[Records from a data collection]
[Start of Attachment]

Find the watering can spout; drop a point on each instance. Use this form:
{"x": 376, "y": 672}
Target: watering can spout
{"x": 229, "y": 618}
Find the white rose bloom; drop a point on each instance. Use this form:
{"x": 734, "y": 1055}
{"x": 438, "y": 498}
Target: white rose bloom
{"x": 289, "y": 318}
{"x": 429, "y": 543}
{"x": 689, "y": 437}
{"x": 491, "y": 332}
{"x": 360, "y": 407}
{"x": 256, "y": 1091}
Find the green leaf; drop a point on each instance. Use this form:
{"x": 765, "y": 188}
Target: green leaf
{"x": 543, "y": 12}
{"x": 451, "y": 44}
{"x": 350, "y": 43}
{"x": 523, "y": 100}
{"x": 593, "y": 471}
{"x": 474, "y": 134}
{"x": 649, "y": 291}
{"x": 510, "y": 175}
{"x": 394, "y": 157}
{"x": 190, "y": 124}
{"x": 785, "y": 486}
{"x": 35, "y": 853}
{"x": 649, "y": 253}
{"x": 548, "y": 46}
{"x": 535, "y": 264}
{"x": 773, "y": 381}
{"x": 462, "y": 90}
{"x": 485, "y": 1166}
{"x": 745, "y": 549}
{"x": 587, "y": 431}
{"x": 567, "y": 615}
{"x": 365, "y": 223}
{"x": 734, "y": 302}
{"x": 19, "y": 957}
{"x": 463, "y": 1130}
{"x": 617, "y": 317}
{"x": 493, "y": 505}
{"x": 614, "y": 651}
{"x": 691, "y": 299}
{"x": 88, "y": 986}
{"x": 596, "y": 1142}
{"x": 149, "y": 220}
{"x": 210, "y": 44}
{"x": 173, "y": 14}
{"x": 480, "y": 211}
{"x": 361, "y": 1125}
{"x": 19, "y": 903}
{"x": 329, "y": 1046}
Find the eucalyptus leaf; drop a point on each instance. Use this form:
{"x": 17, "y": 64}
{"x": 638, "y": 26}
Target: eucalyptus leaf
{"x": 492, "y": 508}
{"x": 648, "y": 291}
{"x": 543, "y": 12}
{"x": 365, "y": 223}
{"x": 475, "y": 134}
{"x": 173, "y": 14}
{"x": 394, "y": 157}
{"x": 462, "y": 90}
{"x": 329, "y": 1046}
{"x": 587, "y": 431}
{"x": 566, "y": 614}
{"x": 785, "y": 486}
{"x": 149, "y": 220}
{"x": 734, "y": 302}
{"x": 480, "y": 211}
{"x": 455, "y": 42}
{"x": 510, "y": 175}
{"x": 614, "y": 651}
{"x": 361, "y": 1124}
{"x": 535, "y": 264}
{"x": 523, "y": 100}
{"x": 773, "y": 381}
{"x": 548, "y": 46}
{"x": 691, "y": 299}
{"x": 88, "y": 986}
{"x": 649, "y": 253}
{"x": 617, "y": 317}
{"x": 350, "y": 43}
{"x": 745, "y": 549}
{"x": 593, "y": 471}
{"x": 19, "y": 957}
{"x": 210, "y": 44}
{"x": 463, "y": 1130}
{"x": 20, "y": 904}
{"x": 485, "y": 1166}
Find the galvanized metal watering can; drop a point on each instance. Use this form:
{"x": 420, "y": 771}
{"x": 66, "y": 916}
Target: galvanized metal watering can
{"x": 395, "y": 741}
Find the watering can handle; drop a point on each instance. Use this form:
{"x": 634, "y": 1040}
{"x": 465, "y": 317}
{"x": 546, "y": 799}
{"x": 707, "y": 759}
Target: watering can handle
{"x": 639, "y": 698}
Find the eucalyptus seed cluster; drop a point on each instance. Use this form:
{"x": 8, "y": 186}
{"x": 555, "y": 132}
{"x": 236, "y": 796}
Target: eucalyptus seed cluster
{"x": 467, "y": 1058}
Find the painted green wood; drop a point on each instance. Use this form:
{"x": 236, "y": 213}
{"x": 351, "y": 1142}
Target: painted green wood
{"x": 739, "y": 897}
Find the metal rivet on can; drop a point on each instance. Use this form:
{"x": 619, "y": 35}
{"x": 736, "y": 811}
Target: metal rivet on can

[End of Attachment]

__Task directions__
Please return all lines from the records that hold the word "rivet".

__Your solution__
Find the metal rivet on can; drop a point on each instance. Use this form:
Target: metal rivet on can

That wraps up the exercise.